Written instruction |
Transcribe, word for word, the line containing "the bird's head" and each line following it through the end of the listing below. Omit all other lines.

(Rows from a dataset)
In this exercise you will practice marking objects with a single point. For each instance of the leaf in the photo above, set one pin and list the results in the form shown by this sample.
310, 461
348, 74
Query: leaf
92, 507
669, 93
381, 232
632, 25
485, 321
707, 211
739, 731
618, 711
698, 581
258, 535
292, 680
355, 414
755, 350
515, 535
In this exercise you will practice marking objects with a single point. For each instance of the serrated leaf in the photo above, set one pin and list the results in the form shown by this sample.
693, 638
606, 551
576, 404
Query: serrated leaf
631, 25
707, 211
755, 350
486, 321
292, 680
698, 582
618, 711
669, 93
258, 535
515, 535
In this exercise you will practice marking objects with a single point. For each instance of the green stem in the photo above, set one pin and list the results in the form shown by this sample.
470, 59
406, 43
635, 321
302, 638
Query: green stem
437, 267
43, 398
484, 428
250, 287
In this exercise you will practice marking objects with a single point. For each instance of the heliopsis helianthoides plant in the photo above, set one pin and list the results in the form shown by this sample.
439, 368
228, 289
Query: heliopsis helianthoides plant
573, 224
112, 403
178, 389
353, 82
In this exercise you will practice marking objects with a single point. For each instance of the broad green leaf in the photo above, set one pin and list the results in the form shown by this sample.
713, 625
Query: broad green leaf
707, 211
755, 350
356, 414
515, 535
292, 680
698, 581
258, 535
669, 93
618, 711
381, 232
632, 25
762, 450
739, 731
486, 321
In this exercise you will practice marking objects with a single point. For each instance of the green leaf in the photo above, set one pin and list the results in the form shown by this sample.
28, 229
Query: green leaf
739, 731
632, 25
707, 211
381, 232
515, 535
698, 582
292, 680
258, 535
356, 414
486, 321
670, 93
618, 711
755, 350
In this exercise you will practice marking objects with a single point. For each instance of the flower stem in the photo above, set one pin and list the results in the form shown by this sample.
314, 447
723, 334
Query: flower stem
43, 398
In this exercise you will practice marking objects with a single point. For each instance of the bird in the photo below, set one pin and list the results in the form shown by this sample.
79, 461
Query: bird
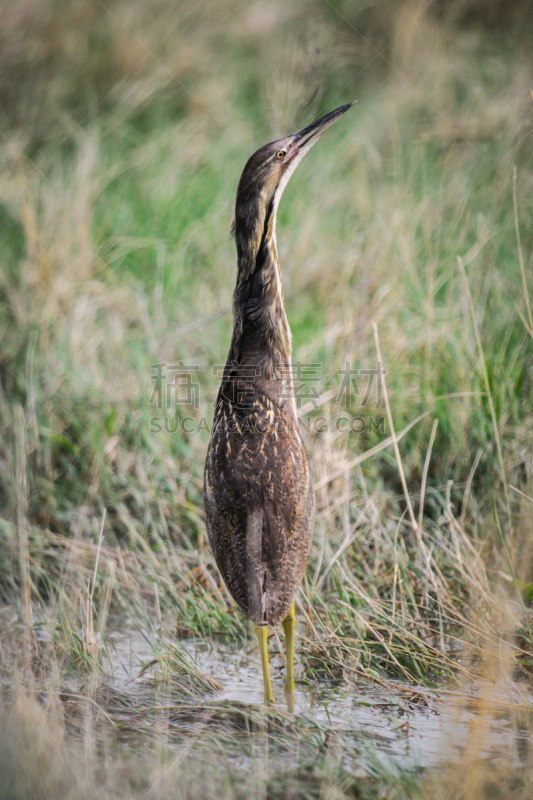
258, 490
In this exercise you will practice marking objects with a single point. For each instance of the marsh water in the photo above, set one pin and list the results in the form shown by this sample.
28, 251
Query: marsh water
388, 721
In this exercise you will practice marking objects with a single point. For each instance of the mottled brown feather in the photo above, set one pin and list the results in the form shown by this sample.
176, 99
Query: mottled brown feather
258, 493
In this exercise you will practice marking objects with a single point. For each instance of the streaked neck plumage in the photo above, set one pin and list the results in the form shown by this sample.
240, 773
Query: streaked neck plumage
261, 332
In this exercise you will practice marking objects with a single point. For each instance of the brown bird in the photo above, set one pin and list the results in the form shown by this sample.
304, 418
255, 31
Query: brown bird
258, 491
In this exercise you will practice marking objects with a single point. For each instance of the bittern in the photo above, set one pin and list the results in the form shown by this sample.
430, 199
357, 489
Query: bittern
258, 491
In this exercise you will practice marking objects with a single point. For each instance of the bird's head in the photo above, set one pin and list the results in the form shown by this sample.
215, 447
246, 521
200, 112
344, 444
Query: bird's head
262, 182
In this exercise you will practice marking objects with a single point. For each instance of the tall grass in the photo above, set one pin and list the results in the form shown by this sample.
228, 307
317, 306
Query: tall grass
124, 130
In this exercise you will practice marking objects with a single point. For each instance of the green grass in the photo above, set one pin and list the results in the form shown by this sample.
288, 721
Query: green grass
123, 138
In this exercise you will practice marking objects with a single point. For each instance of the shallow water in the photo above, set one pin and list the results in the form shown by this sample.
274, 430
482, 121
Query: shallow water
410, 726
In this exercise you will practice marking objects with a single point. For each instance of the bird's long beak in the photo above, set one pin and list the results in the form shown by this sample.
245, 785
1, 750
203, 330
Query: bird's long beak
303, 141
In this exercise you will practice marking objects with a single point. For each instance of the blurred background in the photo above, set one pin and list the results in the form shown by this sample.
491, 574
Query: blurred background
124, 127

Output of the task |
In this exercise you will practice marking objects with a single point. For each instance of the bird's head in the photo above, set one pin and list the results in the form shown by this sample.
215, 447
246, 521
200, 112
344, 444
Query: bird's head
262, 182
In this exercise you will practice marking objects with a single point. For each instance of the tall grass in the photo above, set one pin and list the results in the form shown by this sample.
228, 307
317, 306
Query: tall grass
124, 130
In this exercise you will practice marking objects with a single point. For each instance of the green grass in the photo above, set one pin and list the results in the form shown by this sample.
288, 721
Query: green grass
123, 138
In this exercise you will practice marking objects with a single point. For each instance of the shallow water in the photo above, set one pin and list the results in the form shown by this sample.
274, 430
482, 121
Query: shallow water
410, 726
In this exercise you will practice marking objects with a single point. For each instance of the bird's long beak in the photo above, set one pin and list the results in the form shown by this sample.
245, 785
1, 750
203, 330
Query: bird's long beak
303, 141
In this exercise you will practice marking objects with a single point. For each instance of the blurred background in the photo above, set one pin and list the results in the form shown by this sample.
491, 574
Query: blurred background
124, 127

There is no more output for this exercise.